→ AVAILABLE RECORDS

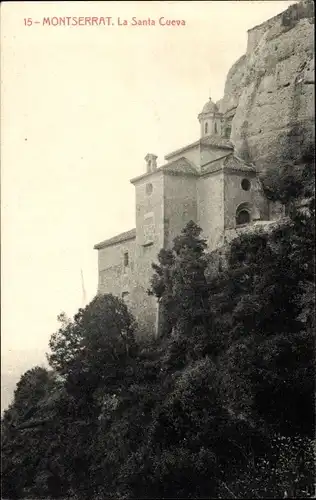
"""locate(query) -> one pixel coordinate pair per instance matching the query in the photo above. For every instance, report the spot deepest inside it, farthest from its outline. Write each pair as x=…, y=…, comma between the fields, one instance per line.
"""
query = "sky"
x=81, y=106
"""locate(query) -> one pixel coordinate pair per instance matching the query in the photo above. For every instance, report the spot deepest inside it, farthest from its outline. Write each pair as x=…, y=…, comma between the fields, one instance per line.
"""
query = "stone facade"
x=214, y=181
x=204, y=182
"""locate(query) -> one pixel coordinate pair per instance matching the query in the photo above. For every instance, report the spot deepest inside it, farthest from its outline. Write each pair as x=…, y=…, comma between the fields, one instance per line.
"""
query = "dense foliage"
x=220, y=405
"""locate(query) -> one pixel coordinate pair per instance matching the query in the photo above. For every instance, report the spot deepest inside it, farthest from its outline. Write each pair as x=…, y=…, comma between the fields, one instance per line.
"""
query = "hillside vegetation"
x=221, y=405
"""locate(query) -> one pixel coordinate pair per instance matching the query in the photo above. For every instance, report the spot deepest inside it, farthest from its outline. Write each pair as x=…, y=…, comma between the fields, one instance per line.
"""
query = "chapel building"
x=205, y=182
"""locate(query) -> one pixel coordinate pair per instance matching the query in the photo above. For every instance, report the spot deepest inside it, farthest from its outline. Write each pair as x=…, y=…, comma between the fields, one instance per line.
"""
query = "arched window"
x=243, y=217
x=245, y=184
x=228, y=132
x=243, y=214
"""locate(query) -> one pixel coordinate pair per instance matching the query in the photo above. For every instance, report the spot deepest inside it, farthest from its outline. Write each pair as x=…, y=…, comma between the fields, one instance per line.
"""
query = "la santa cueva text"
x=103, y=21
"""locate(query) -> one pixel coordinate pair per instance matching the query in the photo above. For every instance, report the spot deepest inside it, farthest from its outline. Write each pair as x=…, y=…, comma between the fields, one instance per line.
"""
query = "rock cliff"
x=269, y=93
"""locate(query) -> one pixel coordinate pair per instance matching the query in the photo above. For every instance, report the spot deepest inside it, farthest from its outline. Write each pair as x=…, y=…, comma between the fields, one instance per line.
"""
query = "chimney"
x=151, y=162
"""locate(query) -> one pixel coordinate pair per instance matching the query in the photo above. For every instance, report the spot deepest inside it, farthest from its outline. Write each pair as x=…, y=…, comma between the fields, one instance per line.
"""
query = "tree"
x=95, y=348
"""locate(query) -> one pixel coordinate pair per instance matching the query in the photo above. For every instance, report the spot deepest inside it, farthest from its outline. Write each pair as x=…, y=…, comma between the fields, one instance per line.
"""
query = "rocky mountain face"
x=269, y=92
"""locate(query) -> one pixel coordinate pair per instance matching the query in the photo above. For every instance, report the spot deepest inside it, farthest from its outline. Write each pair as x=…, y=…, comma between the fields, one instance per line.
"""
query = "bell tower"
x=210, y=120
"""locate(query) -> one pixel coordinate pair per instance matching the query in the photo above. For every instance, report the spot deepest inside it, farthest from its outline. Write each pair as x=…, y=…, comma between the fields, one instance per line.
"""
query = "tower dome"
x=210, y=119
x=210, y=107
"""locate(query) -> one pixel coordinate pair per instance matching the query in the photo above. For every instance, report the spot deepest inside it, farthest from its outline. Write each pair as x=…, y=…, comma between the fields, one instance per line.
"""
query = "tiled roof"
x=181, y=165
x=229, y=161
x=216, y=141
x=127, y=235
x=213, y=141
x=232, y=161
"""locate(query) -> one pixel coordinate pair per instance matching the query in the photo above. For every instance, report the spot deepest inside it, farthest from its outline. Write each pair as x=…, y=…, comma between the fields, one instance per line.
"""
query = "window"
x=243, y=217
x=245, y=184
x=228, y=132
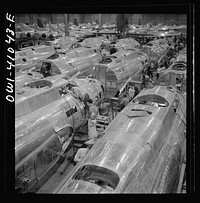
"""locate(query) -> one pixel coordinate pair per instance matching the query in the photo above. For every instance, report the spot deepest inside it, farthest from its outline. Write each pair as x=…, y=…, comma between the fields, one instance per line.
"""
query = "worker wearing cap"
x=92, y=130
x=81, y=153
x=131, y=92
x=92, y=108
x=77, y=93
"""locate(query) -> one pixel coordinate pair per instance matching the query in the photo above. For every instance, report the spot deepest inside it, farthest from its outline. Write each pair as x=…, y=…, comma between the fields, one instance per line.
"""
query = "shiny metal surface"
x=156, y=49
x=115, y=70
x=142, y=147
x=40, y=114
x=29, y=57
x=68, y=63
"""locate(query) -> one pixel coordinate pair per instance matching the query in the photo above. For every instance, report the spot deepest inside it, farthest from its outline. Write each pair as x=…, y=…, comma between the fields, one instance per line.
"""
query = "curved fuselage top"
x=127, y=141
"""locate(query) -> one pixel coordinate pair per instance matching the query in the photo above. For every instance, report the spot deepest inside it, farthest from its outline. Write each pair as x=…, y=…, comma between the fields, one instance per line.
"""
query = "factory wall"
x=141, y=19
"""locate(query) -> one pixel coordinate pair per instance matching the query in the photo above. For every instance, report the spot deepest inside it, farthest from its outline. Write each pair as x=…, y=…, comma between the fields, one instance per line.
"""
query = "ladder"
x=102, y=123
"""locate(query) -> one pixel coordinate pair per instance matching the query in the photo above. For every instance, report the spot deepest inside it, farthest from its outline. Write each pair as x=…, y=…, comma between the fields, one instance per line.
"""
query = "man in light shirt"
x=81, y=153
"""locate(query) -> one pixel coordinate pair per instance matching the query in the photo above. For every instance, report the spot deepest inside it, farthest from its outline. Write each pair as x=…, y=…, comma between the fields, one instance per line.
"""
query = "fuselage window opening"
x=100, y=176
x=71, y=111
x=153, y=100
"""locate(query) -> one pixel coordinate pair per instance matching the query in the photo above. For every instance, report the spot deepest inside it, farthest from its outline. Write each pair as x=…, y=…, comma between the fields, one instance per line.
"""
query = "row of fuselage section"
x=45, y=117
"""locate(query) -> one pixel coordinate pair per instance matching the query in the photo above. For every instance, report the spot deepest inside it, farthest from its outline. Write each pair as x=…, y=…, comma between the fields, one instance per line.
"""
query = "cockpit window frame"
x=148, y=99
x=98, y=173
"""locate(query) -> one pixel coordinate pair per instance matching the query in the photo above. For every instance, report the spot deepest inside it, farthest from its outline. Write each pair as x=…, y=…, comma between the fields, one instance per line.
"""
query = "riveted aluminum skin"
x=142, y=145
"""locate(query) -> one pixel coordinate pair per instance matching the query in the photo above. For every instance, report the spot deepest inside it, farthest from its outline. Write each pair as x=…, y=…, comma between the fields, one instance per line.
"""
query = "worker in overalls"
x=82, y=152
x=92, y=120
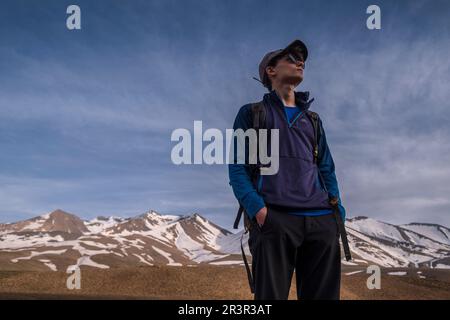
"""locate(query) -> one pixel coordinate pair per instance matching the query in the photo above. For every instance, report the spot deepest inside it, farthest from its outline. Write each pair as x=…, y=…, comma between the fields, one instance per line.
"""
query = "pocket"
x=263, y=227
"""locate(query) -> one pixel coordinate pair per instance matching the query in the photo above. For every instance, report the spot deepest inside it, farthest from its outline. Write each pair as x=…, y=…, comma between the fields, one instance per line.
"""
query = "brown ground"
x=203, y=282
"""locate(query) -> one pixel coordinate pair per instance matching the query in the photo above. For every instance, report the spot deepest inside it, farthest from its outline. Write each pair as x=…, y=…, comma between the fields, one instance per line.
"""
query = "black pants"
x=309, y=245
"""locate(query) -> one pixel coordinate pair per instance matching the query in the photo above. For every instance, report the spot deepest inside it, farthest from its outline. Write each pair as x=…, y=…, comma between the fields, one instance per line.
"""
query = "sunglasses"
x=295, y=57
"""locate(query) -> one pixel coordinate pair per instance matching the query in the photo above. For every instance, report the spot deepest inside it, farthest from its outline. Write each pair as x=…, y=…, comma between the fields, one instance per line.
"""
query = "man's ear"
x=270, y=71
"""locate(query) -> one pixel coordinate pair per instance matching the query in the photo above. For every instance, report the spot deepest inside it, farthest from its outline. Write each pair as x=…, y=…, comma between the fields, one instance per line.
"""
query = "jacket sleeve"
x=327, y=170
x=239, y=174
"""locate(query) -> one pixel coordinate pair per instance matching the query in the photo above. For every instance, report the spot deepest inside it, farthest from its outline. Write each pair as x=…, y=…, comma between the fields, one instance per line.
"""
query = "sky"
x=86, y=115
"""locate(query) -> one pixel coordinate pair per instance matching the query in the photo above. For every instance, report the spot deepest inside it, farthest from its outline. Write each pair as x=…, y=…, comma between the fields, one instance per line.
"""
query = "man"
x=292, y=222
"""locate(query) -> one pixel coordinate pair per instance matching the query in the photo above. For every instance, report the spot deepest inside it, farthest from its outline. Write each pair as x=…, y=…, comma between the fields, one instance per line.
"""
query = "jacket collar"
x=301, y=99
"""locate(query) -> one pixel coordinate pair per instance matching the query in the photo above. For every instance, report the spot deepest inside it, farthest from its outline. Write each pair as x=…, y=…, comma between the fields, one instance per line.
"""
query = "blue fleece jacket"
x=239, y=174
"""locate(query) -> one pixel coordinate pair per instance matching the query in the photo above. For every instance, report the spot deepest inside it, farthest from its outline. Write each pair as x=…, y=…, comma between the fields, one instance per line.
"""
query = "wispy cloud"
x=85, y=118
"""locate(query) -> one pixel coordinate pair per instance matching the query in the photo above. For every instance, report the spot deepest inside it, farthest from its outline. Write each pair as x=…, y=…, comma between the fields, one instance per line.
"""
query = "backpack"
x=259, y=122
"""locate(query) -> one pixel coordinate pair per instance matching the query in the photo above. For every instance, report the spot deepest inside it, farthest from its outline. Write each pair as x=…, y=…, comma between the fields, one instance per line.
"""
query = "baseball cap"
x=293, y=46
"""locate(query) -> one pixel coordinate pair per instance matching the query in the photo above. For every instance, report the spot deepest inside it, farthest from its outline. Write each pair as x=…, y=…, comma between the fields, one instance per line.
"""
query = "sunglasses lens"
x=298, y=56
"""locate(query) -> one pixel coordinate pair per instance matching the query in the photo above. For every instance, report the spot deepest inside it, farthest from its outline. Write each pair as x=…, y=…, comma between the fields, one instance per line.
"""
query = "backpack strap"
x=258, y=122
x=258, y=115
x=317, y=133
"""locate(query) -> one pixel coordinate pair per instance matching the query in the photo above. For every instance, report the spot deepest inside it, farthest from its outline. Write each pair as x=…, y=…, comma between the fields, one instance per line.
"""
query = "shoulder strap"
x=258, y=115
x=317, y=132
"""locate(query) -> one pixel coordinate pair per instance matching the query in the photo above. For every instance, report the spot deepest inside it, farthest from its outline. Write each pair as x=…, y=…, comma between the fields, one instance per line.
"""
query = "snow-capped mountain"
x=58, y=240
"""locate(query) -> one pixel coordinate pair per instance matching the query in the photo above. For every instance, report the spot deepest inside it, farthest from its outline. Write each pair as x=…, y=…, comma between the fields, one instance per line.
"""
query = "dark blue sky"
x=86, y=116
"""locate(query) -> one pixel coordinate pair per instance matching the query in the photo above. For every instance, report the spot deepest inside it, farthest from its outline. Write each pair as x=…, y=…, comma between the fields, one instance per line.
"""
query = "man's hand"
x=261, y=216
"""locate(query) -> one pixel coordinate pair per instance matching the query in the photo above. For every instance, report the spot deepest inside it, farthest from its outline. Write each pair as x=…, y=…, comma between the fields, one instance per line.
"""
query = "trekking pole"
x=334, y=203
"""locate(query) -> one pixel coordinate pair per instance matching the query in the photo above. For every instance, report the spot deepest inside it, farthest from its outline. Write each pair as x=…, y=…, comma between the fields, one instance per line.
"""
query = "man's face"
x=288, y=70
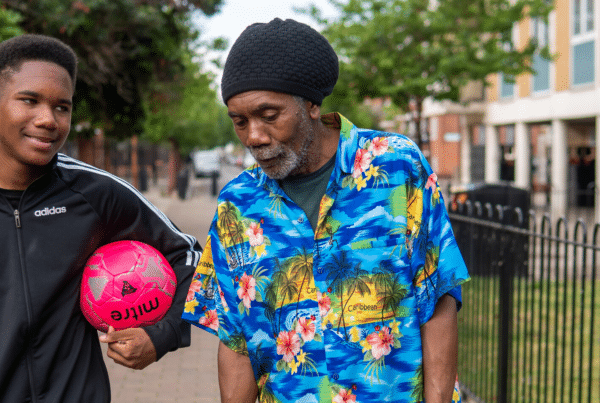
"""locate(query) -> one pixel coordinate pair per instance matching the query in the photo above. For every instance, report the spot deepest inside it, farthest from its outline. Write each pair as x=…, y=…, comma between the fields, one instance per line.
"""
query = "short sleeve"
x=438, y=265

→ SET TASK
Reproduce the records word for word from their first line up to and including the line containing "x=81, y=106", leaving out the pictures.

→ FINAL RESULT
"""locate(query) -> one pixel coordinate pair per instance matching the query in the photo above. For every instance, report the spot deepest inside it, farthest from its outline. Write each pair as x=…, y=…, comma between the fields, one instance per line.
"""
query = "sky"
x=81, y=106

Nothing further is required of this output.